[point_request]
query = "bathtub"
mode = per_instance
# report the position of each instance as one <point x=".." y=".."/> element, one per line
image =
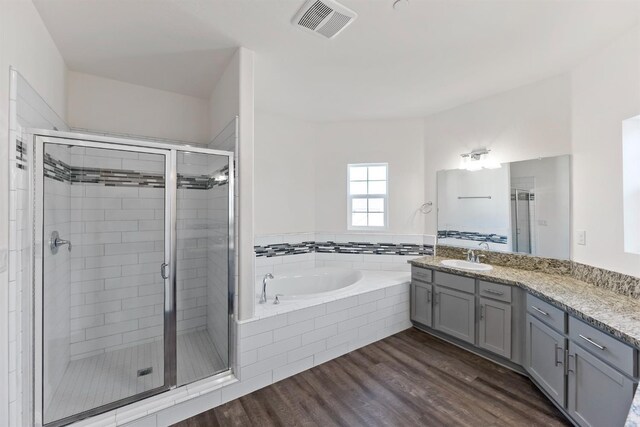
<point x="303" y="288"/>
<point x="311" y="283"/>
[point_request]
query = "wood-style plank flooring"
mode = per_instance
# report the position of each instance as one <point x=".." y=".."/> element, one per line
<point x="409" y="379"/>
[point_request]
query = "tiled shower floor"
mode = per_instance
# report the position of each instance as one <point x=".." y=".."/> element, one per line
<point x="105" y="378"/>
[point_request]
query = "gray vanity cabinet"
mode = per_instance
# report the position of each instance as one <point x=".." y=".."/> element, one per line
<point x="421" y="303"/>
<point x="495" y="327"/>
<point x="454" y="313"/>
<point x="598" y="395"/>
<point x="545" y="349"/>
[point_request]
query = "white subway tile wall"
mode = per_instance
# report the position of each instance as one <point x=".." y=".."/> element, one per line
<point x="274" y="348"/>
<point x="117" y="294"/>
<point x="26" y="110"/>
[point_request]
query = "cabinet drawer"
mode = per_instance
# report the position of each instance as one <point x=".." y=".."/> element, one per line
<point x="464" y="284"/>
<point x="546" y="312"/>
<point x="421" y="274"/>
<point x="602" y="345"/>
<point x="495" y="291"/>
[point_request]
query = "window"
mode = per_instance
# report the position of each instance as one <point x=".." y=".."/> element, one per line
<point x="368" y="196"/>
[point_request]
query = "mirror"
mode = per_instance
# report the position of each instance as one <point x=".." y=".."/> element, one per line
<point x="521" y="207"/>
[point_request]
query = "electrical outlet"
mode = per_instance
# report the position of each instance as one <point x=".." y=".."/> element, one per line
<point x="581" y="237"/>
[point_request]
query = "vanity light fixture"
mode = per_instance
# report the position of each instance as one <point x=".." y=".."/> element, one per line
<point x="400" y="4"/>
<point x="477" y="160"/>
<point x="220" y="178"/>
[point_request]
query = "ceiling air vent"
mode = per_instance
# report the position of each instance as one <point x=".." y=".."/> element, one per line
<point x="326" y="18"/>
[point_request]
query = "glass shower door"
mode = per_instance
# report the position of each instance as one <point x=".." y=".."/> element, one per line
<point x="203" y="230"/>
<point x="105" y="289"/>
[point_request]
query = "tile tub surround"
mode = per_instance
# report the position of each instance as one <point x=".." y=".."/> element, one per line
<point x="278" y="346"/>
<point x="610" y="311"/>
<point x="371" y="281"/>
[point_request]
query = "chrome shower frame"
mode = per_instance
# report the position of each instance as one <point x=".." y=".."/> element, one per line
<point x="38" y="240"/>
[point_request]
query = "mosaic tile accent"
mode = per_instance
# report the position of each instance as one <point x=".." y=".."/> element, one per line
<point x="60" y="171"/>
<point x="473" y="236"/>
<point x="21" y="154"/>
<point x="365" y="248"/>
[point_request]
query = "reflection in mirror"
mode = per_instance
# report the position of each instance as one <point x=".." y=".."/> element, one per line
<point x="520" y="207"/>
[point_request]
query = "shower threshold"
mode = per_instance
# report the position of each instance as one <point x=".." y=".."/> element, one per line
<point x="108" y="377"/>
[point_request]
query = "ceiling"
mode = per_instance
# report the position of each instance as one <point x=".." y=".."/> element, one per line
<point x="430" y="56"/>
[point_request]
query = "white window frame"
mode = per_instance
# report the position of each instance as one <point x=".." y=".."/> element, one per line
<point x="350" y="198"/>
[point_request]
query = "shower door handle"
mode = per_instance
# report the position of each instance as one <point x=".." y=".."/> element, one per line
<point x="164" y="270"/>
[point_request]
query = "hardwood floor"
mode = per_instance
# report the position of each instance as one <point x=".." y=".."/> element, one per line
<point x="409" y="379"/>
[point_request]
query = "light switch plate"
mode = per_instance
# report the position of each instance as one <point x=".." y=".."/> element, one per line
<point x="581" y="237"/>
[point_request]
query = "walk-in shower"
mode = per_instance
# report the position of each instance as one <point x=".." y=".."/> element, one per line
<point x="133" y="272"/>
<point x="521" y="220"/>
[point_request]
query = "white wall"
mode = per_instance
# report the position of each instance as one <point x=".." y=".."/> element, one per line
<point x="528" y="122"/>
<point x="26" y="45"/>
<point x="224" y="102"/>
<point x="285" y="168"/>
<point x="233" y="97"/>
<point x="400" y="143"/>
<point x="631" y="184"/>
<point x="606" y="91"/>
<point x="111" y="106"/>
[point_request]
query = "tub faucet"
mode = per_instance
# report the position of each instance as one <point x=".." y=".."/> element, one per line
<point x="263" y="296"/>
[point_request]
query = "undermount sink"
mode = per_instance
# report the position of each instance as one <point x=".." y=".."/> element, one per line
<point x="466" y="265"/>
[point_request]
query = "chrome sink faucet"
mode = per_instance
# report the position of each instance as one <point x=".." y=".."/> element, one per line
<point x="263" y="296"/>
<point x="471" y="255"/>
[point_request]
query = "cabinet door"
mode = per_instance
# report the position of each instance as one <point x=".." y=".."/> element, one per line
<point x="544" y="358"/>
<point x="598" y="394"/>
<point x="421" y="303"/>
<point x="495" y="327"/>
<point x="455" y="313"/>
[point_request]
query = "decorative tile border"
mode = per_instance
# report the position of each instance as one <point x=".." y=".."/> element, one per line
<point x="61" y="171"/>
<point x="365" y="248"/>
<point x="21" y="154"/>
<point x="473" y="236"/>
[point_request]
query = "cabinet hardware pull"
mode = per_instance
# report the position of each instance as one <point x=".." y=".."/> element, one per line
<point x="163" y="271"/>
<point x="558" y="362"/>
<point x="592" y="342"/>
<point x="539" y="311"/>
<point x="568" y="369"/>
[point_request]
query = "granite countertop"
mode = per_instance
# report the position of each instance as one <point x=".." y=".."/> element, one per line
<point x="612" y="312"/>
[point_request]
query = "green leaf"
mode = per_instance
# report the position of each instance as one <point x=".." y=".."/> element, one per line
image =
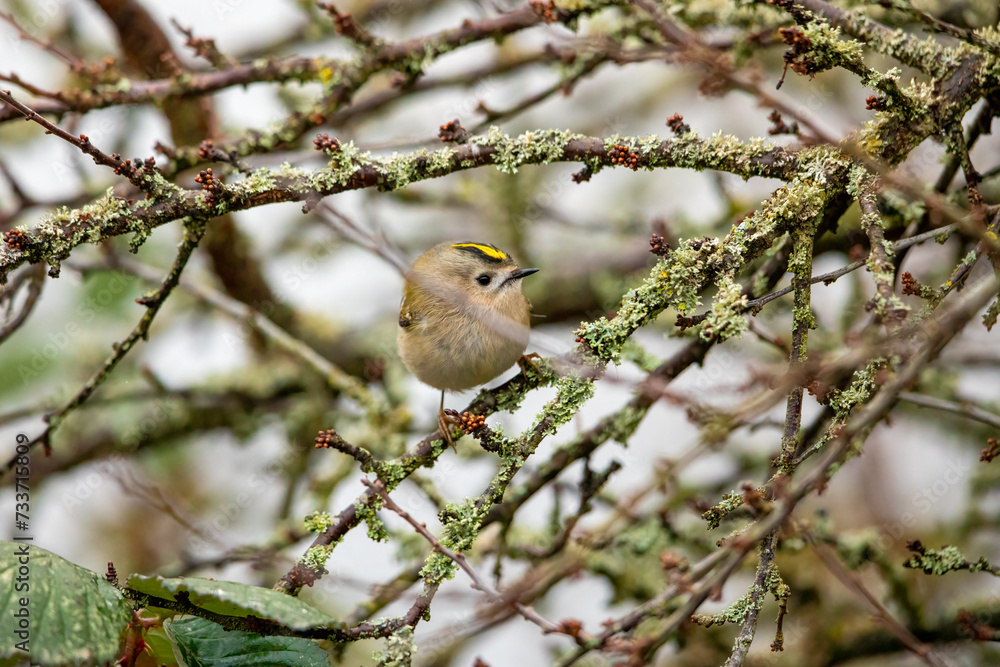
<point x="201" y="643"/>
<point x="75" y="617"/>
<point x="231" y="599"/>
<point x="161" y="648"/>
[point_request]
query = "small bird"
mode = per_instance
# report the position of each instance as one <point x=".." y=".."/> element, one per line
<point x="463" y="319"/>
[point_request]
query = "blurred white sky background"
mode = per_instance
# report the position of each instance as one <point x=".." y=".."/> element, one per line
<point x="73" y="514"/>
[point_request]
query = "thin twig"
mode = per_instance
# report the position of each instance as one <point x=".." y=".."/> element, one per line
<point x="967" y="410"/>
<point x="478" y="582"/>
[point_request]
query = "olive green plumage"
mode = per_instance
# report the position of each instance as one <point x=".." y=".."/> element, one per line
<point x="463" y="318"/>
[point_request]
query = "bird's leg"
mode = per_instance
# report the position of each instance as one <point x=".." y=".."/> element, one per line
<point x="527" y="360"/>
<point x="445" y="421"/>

___

**INSTRUCTION**
Each entry above is to be written out again unchanged, apart from the pictures, which are left out.

**RESPONSE BELOW**
[point_request]
query = "bathtub"
mode = per_instance
# report the position of each instance as one <point x=".." y=".."/> element, one per line
image =
<point x="303" y="288"/>
<point x="311" y="283"/>
[point_request]
query = "wood-style plank flooring"
mode = per_instance
# report the position of each instance as one <point x=".." y=".."/> element, one per line
<point x="409" y="379"/>
[point_request]
query = "tiled shower floor"
mode = per_instance
# report the position of each instance as one <point x=".." y=".."/> element, one per line
<point x="105" y="378"/>
[point_request]
query = "gray vanity cabinet"
mode = per_instance
# report the position of each instance as one <point x=".." y=".."/> element, one per line
<point x="421" y="303"/>
<point x="495" y="327"/>
<point x="454" y="313"/>
<point x="598" y="395"/>
<point x="545" y="349"/>
[point_request]
query = "white subway tile wall"
mode = per_instance
# report the position of each instance as one <point x=".." y=".."/> element, one per line
<point x="274" y="348"/>
<point x="117" y="294"/>
<point x="26" y="110"/>
[point_request]
query = "cabinet drawer"
mode = per_instance
# report the position of each instance as one <point x=".." y=".."/> element, one per line
<point x="464" y="284"/>
<point x="546" y="312"/>
<point x="421" y="274"/>
<point x="602" y="345"/>
<point x="495" y="291"/>
[point_request]
query = "window"
mode = per_instance
# report the position of each instance as one <point x=".." y=".."/> element, one per line
<point x="368" y="196"/>
[point_request]
query = "mirror"
mode = per_instance
# report the position of each instance as one <point x=".." y=".."/> element, one per line
<point x="521" y="207"/>
[point_request]
query = "electrical outlet"
mode = per_instance
# report the position of each instance as one <point x=".." y=".."/> element, one per line
<point x="581" y="237"/>
[point_request]
query = "vanity light fixture"
mode = per_instance
# report the position of each instance as one <point x=".." y=".."/> element, one per line
<point x="400" y="4"/>
<point x="477" y="160"/>
<point x="220" y="178"/>
[point_request]
query = "ceiling air vent"
mode = per_instance
# report the position of each instance as one <point x=".." y=".."/> element, one per line
<point x="326" y="18"/>
[point_request]
query = "glass shower door"
mode = per_instance
# report the position of each instance as one <point x=".." y=".."/> element, one per line
<point x="203" y="230"/>
<point x="105" y="289"/>
[point_request]
query = "tile tub surround"
mode = per_instance
# report the position of each instance as one <point x=".." y=".."/> element, one per line
<point x="278" y="346"/>
<point x="610" y="311"/>
<point x="371" y="281"/>
[point_request]
query = "chrome shower frame"
mode = per_instance
# report the position of each instance as one <point x=".." y=".."/> element, one per line
<point x="38" y="240"/>
[point_request]
query = "mosaic tile accent"
mode = per_instance
# report the position of each instance as one <point x=".." y=".."/> element, one per line
<point x="60" y="171"/>
<point x="473" y="236"/>
<point x="21" y="154"/>
<point x="365" y="248"/>
[point_request]
query = "reflection in mirror"
mode = per_instance
# report the position of each instance as one <point x=".." y=".."/> element, one per line
<point x="520" y="207"/>
[point_request]
query = "shower threshold"
mode = per_instance
# report the position of each instance as one <point x=".." y=".."/> element, one per line
<point x="108" y="377"/>
[point_request]
query = "ceiling"
mode = per_instance
# report the position of each instance as one <point x=".." y=".."/> element, one per line
<point x="430" y="56"/>
[point_request]
query = "white window frame"
mode = per_instance
# report the position of each instance as one <point x=".." y=".."/> element, one per line
<point x="350" y="198"/>
[point_request]
query = "shower door handle"
mode = per_instance
# report the position of each instance as one <point x=".." y=".."/> element, one per line
<point x="164" y="270"/>
[point_request]
query = "hardwood floor"
mode = per_instance
# report the position of each instance as one <point x=".." y=".."/> element, one per line
<point x="409" y="379"/>
[point_request]
query = "light switch plate"
mode = per_instance
# report the position of each instance as one <point x=".." y=".."/> element, one per line
<point x="581" y="237"/>
[point_request]
query = "walk-in shower"
mode = per_instance
# report the position of each instance as one <point x=".." y=".."/> element, one per line
<point x="133" y="272"/>
<point x="521" y="220"/>
[point_request]
query = "white wall"
mode = per_instance
# report the position of each instance as one <point x=".." y=".."/> element, one per line
<point x="528" y="122"/>
<point x="26" y="45"/>
<point x="224" y="102"/>
<point x="285" y="168"/>
<point x="233" y="97"/>
<point x="400" y="143"/>
<point x="631" y="184"/>
<point x="606" y="91"/>
<point x="111" y="106"/>
[point_request]
query = "tub faucet"
mode = per_instance
# report the position of each instance as one <point x=".." y=".."/> element, one per line
<point x="263" y="296"/>
[point_request]
query = "undermount sink"
mode = per_instance
# report the position of each instance as one <point x=".." y=".."/> element, one per line
<point x="466" y="265"/>
[point_request]
query = "chrome sink faucet"
mode = per_instance
# report the position of each instance as one <point x=".." y=".."/> element, one per line
<point x="263" y="296"/>
<point x="471" y="255"/>
[point_request]
query = "cabinet door"
mode = per_instance
# report the position of each instance as one <point x=".." y=".."/> element, one per line
<point x="544" y="358"/>
<point x="598" y="394"/>
<point x="421" y="303"/>
<point x="495" y="327"/>
<point x="455" y="313"/>
[point_request]
query = "decorative tile border"
mode = per_instance
# report the position of each instance as one <point x=".." y=".."/> element, one per line
<point x="61" y="171"/>
<point x="365" y="248"/>
<point x="21" y="154"/>
<point x="473" y="236"/>
[point_request]
query = "cabinet hardware pull"
mode = per_instance
# report the position of each instance as one <point x=".." y=".."/> element, one per line
<point x="163" y="271"/>
<point x="558" y="362"/>
<point x="592" y="342"/>
<point x="539" y="311"/>
<point x="568" y="369"/>
[point_request]
query = "granite countertop"
mode = per_instance
# report the position of each instance as one <point x=".." y=".."/> element, one per line
<point x="612" y="312"/>
[point_request]
query = "green leaf"
mode = per_instance
# report the position of each instance as one <point x=".." y=".."/> element, one per line
image =
<point x="201" y="643"/>
<point x="75" y="617"/>
<point x="231" y="599"/>
<point x="161" y="648"/>
[point_request]
query = "small bird"
mode = per_instance
# report the position of each instance as one <point x=".." y=".."/> element, one per line
<point x="463" y="319"/>
[point_request]
query = "blurred white sky background"
mode = per_instance
# report the position of each instance as one <point x=".." y=".."/> element, one per line
<point x="73" y="514"/>
[point_request]
query = "thin twig"
mode = per_instance
# report the position of each instance as one <point x=".." y=".."/> element, one per line
<point x="967" y="410"/>
<point x="478" y="582"/>
[point_request]
query = "olive green plumage"
mode = per_instance
# report the position of each instance as one <point x=".." y=".."/> element, one per line
<point x="463" y="318"/>
[point_request]
query = "bird's leg"
mode = per_instance
# report the position of each instance as one <point x=".." y=".."/> element, one per line
<point x="527" y="360"/>
<point x="445" y="421"/>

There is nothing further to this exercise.